** START The input **
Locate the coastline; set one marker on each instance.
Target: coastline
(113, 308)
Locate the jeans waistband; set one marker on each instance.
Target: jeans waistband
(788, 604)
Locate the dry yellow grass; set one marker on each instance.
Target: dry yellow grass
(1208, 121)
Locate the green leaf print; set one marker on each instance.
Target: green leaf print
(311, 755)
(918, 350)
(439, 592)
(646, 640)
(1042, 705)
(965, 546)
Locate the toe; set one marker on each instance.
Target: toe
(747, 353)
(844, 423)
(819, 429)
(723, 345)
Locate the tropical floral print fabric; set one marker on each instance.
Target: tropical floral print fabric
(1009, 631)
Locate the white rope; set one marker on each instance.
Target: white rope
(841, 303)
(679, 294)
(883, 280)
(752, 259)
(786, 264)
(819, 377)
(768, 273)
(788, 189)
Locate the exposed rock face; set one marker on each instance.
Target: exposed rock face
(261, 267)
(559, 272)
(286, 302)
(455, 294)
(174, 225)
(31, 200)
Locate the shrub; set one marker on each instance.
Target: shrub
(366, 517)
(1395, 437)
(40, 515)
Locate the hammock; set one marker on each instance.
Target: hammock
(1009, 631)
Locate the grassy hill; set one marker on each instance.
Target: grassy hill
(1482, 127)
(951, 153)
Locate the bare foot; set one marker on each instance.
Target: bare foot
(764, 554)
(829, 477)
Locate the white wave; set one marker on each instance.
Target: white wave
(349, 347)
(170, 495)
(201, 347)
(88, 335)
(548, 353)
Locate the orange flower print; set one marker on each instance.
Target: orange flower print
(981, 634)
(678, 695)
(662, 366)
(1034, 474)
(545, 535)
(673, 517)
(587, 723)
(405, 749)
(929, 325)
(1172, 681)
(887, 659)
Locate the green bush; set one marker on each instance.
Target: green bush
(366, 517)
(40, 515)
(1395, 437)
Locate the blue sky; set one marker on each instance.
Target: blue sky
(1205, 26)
** END The input **
- **Challenge**:
Turn every line of the listing above into a Markdown table with two columns, Row and Line. Number the rows in order and skip any blank lines.

- **Task solution**:
| Row | Line |
|---|---|
| 1 | Locate the coastline; set one marker on each instance. |
| 2 | Target: coastline |
| 3 | (113, 308) |
| 4 | Locate the jeans waistband; set one marker on each instance. |
| 5 | Target: jeans waistband |
| 6 | (788, 604) |
| 7 | Locate the dry yellow grass; set one marker on each instance. |
| 8 | Target: dry yellow grass |
| 9 | (1208, 121) |
| 10 | Locate the green leaf print; set one marker on each instance. |
| 11 | Target: green leaf print |
| 12 | (311, 755) |
| 13 | (918, 350) |
| 14 | (439, 592) |
| 15 | (646, 640) |
| 16 | (1042, 705) |
| 17 | (965, 546) |
| 18 | Locate the toe; set one marker on each instance. |
| 19 | Target: toe |
| 20 | (747, 353) |
| 21 | (844, 423) |
| 22 | (819, 429) |
| 23 | (723, 345) |
| 24 | Locate the tropical floral print fabric; set one marker on each instance. |
| 25 | Target: tropical floral print fabric |
| 26 | (1009, 631) |
| 27 | Locate the white rope; set one marker on each instance. |
| 28 | Target: white rope |
| 29 | (841, 303) |
| 30 | (679, 294) |
| 31 | (883, 280) |
| 32 | (752, 259) |
| 33 | (786, 264) |
| 34 | (819, 377) |
| 35 | (768, 273) |
| 36 | (788, 189) |
| 37 | Locate the exposed rock face; set one marker on each instance. |
| 38 | Target: exposed rock face |
| 39 | (261, 267) |
| 40 | (559, 272) |
| 41 | (286, 302) |
| 42 | (455, 294) |
| 43 | (174, 225) |
| 44 | (31, 200) |
| 45 | Locate the shrub; set one marker on each instance. |
| 46 | Target: shrub |
| 47 | (366, 517) |
| 48 | (1395, 437) |
| 49 | (40, 515) |
| 50 | Locate the hammock; set one marker on each instance. |
| 51 | Target: hammock |
| 52 | (1009, 631) |
| 53 | Locate the grassy hill; set one marker on each instance. |
| 54 | Target: grassy hill |
| 55 | (1482, 127) |
| 56 | (951, 153) |
| 57 | Locate the bare foot; set one marker on each instance. |
| 58 | Target: bare foot |
| 59 | (764, 554) |
| 60 | (829, 477) |
| 61 | Locate the white wave; set one marker on each instance. |
| 62 | Target: white wave |
| 63 | (349, 347) |
| 64 | (170, 495) |
| 65 | (201, 347) |
| 66 | (88, 335) |
| 67 | (548, 353) |
| 68 | Locate the orange flower print; set one marker on each instance. |
| 69 | Target: orange flower print |
| 70 | (981, 634) |
| 71 | (678, 695) |
| 72 | (662, 366) |
| 73 | (1034, 474) |
| 74 | (545, 535) |
| 75 | (673, 517) |
| 76 | (587, 723) |
| 77 | (405, 749) |
| 78 | (929, 325) |
| 79 | (1172, 681) |
| 80 | (887, 659) |
| 81 | Locate the green bush; set one marker on each instance. |
| 82 | Target: green bush |
| 83 | (366, 517) |
| 84 | (40, 515) |
| 85 | (1395, 437) |
| 86 | Locate the blue sky; set one marker on each instance. |
| 87 | Target: blue sky |
| 88 | (1205, 26) |